--- Input records Enclosed Below ---

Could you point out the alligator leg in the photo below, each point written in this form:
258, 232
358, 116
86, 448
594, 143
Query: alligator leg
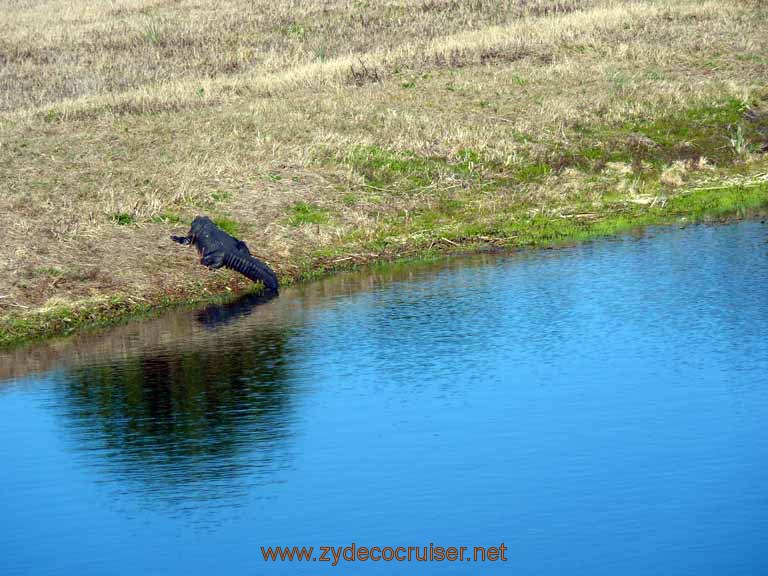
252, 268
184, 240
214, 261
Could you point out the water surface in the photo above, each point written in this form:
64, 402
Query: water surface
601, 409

--- End of Enclosed Input records ---
--- Input records Enclosed Below ---

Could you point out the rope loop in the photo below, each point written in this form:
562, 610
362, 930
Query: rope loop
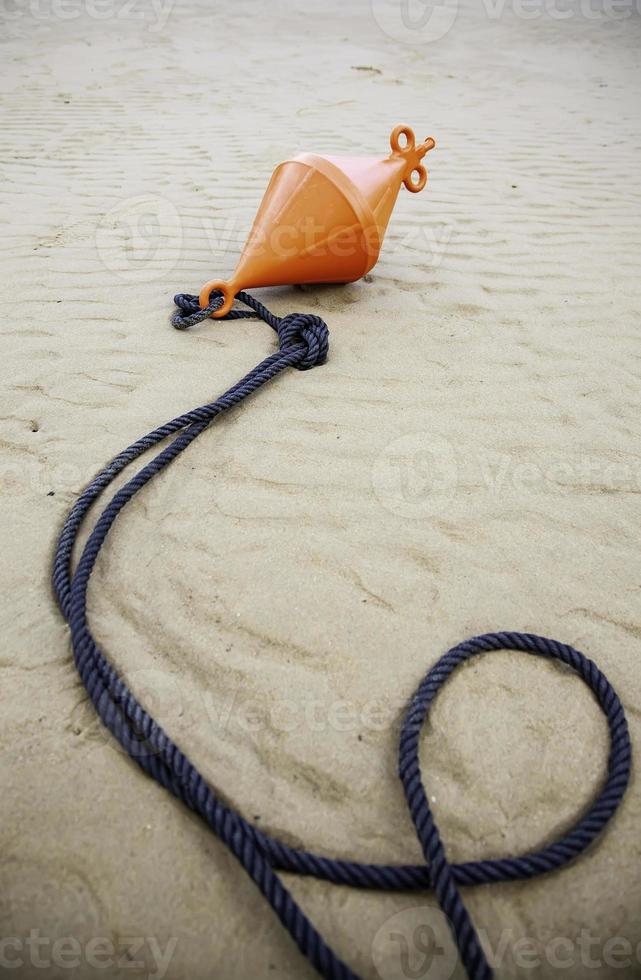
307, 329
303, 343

--- End of Enclosed Input records ---

Work required - Where the word "each" occurs in a line of the records, copy that line.

Expected answer -
Could you point out the alligator leg in the photo below, each point written in this form:
Could you point out the water surface in the photo above, each point written in this form:
Could you point out the rope loop in the photo below, each point written in this form:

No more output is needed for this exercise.